Things to do
A) Can you turn the paragraph in the tutorial page that begins "Today, you will work on a total of 6 short tutorials" into a short list, keeping its main facts?
B) Could you write out the part of the tutorial page starting at "Learn about the" and ending at "from this dataset.", renaming "Visualize" to "Plot"?
##### Page text
Tutorial 1: ClimateBench Dataset and How Machine Learning Can Help

Tutorial 1: ClimateBench Dataset and How Machine Learning Can Help#

Week 2, Day 5, AI and Climate Change

Content creators: Deepak Mewada, Grace Lindsay

Content reviewers: Mujeeb Abdulfatai, Nkongho Ayuketang Arreyndip, Jeffrey N. A. Aryee, Paul Heubel, Jenna Pearson, Abel Shibu

Content editors: Deepak Mewada, Grace Lindsay

Production editors: Konstantine Tsafatinos

Our 2024 Sponsors: CMIP, NFDI4Earth

Tutorial Objectives#

Estimated timing of tutorial: 25 minutes

Today, you will work on a total of 6 short tutorials. In Tutorial 1, you delve into the fundamentals, including discussions on climate model emulators and the ClimateBench dataset. You gain insights into Earth System Models (ESMs) and Shared Socioeconomic Pathways (SSPs), alongside practical visualization techniques for ClimateBench features. Tutorial 2 expands on these foundations, exploring decision trees, hyperparameters, and random forest models. You learn to evaluate regression models, focusing on the coefficient of determination (R\(^2\)), and gain hands-on experience implementing models using scikit-learn. Tutorial 3 shifts focus to mitigating overfitting in machine learning models. Here, you learn the importance of model generalization and acquire practical skills for splitting data into training and test sets. In Tutorial 4, you refine your understanding of model robustness, with emphasis on within-distribution generalization and testing model performance on similar data. Tutorial 5 challenges you to test our models on various types of out-of-distribution data, while also exploring the role of climate model emulators in climate science research. Finally, Tutorial 6 concludes the series by discussing practical applications of AI and machine learning in addressing climate change-related challenges, and introducing available resources and tools in the field of climate change AI.

In this tutorial, you will

Learn about the basics of data science and machine learning.
Define “climate model emulators”.
Introduce the ClimateBench dataset.
Visualize features from this dataset.

Setup#

# imports
import matplotlib.pyplot as plt     # For plotting graphs
import pandas as pd                 # For data manipulation
import xarray as xr                 # For multidimensional data manipulation
import seaborn as sns               # For advanced visualizations
import cartopy.crs as ccrs          # for geospatial visualizations

Figure Settings#

Set random seed#

Executing set_seed(seed=seed) you are setting the seed

Random seed 42 has been set.
##########
##### Data extract
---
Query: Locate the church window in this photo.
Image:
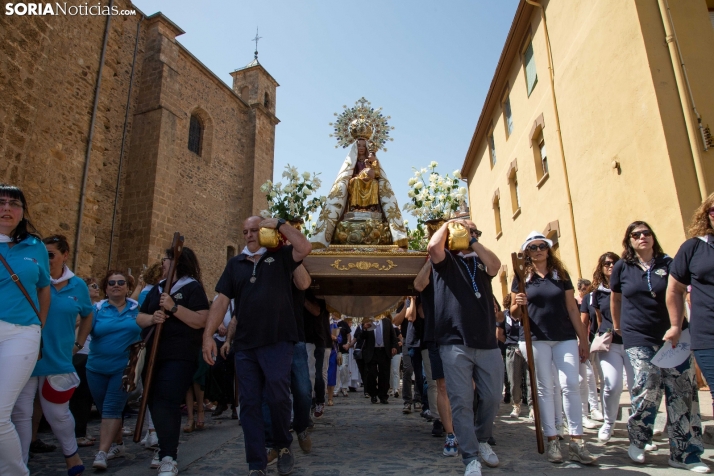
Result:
[188,115,203,155]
##########
Solutions to the exercise
A)
- Tutorial 1: Fundamentals, including climate model emulators, the ClimateBench dataset, Earth System Models (ESMs), Shared Socioeconomic Pathways (SSPs), and visualizing ClimateBench features.
- Tutorial 2: Decision trees, hyperparameters and random forest models. It covers evaluating regression models with the coefficient of determination (R²) and implementing models in scikit-learn.
- Tutorial 3: Mitigating overfitting, the importance of model generalization, and splitting data into training and test sets.
- Tutorial 4: Model robustness, with emphasis on within-distribution generalization and testing performance on similar data.
- Tutorial 5: Testing models on various types of out-of-distribution data, and the role of climate model emulators in climate science research.
- Tutorial 6: Practical applications of AI and machine learning to climate change-related challenges, plus available resources and tools in climate change AI.

B)
Learn about the basics of data science and machine learning.
Define “climate model emulators”.
Introduce the ClimateBench dataset.
Plot features from this dataset.